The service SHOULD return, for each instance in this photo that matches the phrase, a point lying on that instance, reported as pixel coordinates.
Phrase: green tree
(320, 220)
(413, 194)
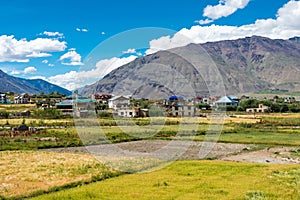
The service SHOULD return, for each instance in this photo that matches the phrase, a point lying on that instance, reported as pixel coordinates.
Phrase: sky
(55, 40)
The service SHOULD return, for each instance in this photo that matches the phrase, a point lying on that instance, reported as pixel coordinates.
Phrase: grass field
(266, 129)
(24, 173)
(196, 180)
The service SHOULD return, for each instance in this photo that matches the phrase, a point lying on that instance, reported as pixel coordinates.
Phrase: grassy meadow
(195, 180)
(29, 173)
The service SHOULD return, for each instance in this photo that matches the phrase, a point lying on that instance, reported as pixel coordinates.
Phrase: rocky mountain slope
(35, 86)
(244, 65)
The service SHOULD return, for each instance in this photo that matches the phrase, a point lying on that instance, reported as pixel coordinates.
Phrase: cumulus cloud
(223, 9)
(286, 25)
(82, 30)
(38, 77)
(30, 70)
(15, 72)
(71, 58)
(53, 34)
(205, 21)
(73, 80)
(129, 51)
(13, 50)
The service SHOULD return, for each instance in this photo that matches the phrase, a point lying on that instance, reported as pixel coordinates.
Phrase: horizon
(56, 47)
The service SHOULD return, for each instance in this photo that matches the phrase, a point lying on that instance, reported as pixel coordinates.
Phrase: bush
(50, 113)
(4, 114)
(104, 114)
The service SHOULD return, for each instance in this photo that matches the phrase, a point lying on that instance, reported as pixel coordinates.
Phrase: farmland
(196, 180)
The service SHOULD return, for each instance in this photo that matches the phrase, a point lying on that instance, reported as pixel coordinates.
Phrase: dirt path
(275, 155)
(186, 150)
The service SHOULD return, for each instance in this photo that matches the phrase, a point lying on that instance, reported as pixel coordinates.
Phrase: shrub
(50, 113)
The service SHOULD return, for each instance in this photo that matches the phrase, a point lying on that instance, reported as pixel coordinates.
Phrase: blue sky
(52, 39)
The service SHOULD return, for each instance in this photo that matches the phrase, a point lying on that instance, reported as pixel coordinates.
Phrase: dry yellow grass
(25, 172)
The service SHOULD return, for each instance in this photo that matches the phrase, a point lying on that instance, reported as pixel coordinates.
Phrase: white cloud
(30, 70)
(82, 30)
(129, 51)
(72, 58)
(53, 34)
(13, 50)
(224, 8)
(15, 72)
(73, 80)
(45, 61)
(206, 21)
(38, 77)
(286, 25)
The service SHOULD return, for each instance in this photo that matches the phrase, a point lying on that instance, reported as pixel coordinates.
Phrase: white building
(22, 99)
(118, 102)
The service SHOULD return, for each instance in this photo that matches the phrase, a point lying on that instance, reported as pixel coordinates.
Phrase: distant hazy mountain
(250, 64)
(35, 86)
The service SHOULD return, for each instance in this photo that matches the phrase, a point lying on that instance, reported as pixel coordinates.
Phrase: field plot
(196, 180)
(24, 173)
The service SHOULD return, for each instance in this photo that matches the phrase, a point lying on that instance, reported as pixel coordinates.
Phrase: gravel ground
(186, 150)
(275, 155)
(162, 149)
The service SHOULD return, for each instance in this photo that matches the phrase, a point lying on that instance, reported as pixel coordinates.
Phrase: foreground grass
(47, 138)
(268, 129)
(196, 180)
(25, 173)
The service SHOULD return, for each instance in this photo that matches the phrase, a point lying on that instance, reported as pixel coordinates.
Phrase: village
(125, 106)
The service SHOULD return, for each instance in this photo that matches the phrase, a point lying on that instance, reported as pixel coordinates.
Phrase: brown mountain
(244, 65)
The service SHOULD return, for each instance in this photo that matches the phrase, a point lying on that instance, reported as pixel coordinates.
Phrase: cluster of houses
(174, 106)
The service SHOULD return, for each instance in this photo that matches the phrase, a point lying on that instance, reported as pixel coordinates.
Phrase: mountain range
(246, 65)
(34, 86)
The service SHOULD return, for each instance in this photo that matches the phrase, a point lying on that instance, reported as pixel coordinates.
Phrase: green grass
(195, 180)
(42, 139)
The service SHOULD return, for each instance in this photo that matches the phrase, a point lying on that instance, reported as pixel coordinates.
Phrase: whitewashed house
(118, 102)
(22, 99)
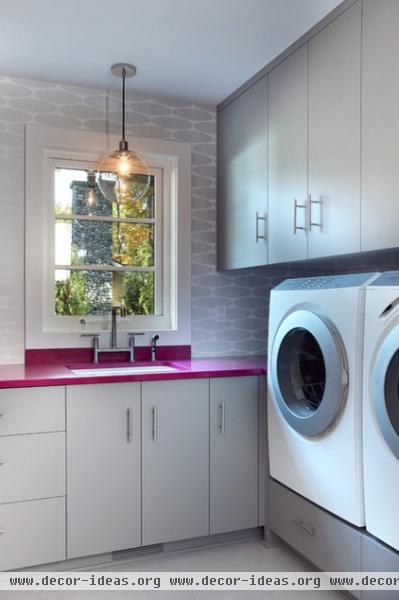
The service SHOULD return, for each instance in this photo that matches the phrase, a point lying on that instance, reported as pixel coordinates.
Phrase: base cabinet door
(103, 468)
(234, 406)
(175, 460)
(32, 533)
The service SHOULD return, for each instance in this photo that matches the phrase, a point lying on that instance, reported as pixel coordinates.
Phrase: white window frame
(47, 148)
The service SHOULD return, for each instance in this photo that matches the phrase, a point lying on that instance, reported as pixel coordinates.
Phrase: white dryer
(381, 408)
(314, 390)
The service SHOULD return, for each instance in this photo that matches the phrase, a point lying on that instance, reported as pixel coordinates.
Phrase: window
(105, 253)
(85, 254)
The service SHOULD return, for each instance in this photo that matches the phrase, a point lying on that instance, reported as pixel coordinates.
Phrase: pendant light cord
(123, 103)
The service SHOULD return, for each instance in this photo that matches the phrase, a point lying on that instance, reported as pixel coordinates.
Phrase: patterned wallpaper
(242, 294)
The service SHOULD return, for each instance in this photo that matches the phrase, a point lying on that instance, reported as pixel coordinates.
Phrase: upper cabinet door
(334, 136)
(380, 127)
(242, 176)
(288, 158)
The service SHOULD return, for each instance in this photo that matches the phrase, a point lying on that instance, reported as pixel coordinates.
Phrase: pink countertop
(12, 376)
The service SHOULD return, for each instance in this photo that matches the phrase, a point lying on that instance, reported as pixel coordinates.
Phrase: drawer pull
(154, 424)
(129, 425)
(222, 418)
(303, 526)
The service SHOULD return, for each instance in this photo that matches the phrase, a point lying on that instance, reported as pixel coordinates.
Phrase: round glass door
(386, 390)
(301, 371)
(308, 373)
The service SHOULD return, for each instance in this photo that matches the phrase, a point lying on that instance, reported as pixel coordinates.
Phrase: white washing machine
(381, 408)
(314, 390)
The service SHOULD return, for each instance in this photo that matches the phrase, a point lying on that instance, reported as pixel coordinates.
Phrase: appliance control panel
(388, 279)
(328, 282)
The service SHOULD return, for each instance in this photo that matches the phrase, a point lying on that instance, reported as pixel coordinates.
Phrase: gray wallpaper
(242, 295)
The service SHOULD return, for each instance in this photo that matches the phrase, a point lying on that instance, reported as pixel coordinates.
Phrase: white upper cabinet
(313, 153)
(334, 136)
(288, 140)
(380, 125)
(242, 173)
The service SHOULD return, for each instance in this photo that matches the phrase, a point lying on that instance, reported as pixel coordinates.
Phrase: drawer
(323, 539)
(32, 533)
(32, 410)
(32, 466)
(378, 557)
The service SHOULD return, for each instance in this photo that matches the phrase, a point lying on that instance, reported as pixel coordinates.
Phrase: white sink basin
(139, 370)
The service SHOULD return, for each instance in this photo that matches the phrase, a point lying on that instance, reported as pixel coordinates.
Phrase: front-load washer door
(308, 374)
(385, 384)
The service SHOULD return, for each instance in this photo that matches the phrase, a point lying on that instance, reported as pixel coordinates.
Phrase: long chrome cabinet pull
(312, 223)
(302, 525)
(296, 226)
(259, 237)
(222, 418)
(154, 423)
(129, 425)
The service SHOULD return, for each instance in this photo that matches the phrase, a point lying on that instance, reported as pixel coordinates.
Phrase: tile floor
(249, 555)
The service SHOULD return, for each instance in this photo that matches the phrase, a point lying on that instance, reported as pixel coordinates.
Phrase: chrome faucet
(114, 346)
(114, 311)
(154, 340)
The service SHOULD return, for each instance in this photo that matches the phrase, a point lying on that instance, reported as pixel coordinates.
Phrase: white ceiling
(195, 49)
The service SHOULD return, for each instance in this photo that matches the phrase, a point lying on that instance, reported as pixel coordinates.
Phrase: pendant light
(123, 176)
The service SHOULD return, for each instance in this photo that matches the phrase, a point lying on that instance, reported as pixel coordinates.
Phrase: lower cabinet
(146, 462)
(234, 410)
(175, 472)
(32, 533)
(32, 476)
(103, 468)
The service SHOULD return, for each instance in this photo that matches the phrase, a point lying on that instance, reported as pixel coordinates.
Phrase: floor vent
(131, 553)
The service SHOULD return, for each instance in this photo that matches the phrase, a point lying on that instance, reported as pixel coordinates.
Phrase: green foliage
(138, 293)
(70, 295)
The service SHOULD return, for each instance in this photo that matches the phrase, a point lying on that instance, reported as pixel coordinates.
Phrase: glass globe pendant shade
(123, 176)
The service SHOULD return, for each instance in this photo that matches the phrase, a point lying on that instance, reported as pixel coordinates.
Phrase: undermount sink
(128, 370)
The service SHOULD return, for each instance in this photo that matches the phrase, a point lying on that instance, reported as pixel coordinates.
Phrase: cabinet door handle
(312, 223)
(129, 425)
(154, 423)
(259, 237)
(222, 418)
(296, 206)
(302, 525)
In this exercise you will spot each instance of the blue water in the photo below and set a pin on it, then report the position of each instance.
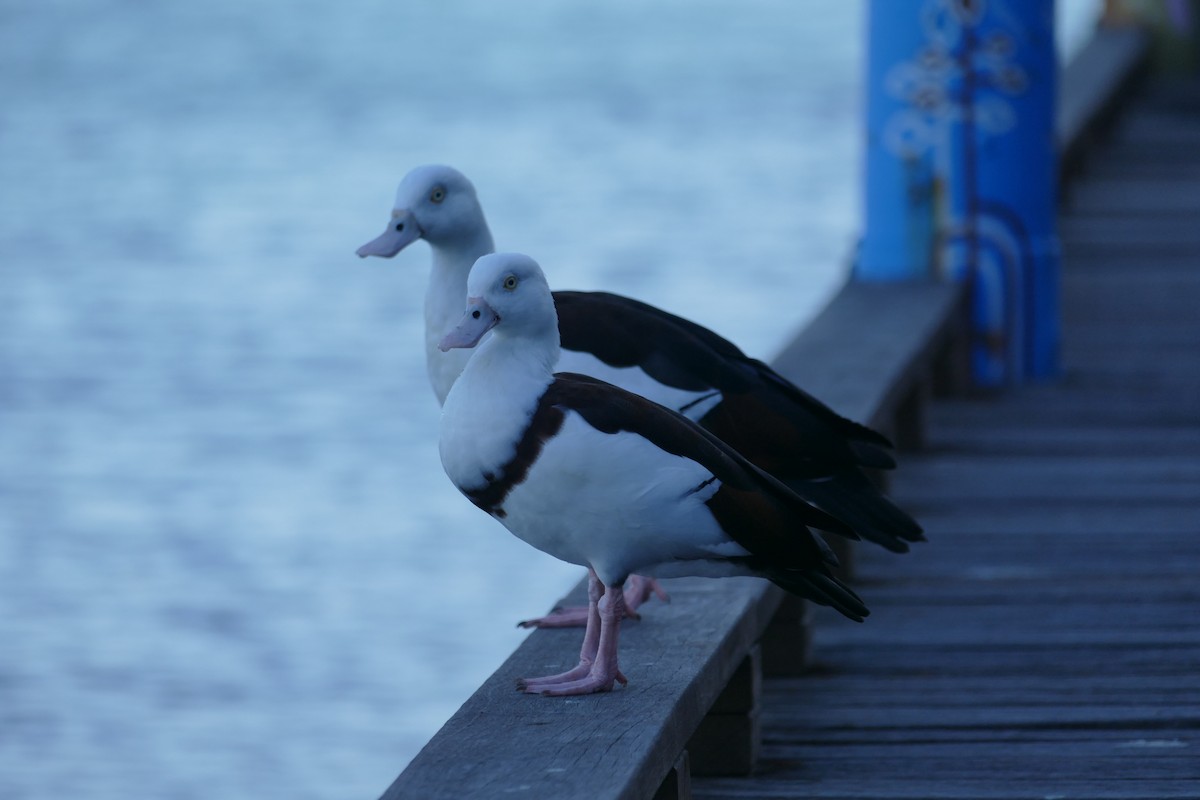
(231, 565)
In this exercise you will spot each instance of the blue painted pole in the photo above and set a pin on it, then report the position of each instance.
(961, 168)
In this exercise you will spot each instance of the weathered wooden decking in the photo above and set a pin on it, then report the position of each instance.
(1045, 643)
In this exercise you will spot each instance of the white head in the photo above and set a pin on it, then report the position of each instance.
(433, 203)
(507, 292)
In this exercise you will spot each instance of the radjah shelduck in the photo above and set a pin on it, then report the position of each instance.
(661, 356)
(603, 477)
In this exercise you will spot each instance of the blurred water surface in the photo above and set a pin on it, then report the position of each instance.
(231, 565)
----------------
▶ **Exercise**:
Format the rows from the line containing "In this exercise you will spot each instance of the blurred" through the end of the rows as a two-column CSV with the header instruction,points. Give one CSV line per row, with the row's text in the instruction column and its answer in the points column, each field in double quotes and any line breaks replaced by spaces.

▶ **Answer for this exercise**:
instruction,points
"In this exercise you will spot each instance of the blurred water surface in the photo above and set a pin on it, then report the position of each instance.","(231, 565)"